◆ **WHAT YOU WILL DO**:
Give back the entire listing verbatim.

Extracted data entries
..............................
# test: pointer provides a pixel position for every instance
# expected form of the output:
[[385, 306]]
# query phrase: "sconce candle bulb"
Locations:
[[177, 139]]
..............................
◆ **FINAL RESULT**:
# test: pointer provides a pixel position for every instance
# expected form of the output:
[[385, 306]]
# query phrase: "sconce candle bulb"
Locations:
[[177, 139]]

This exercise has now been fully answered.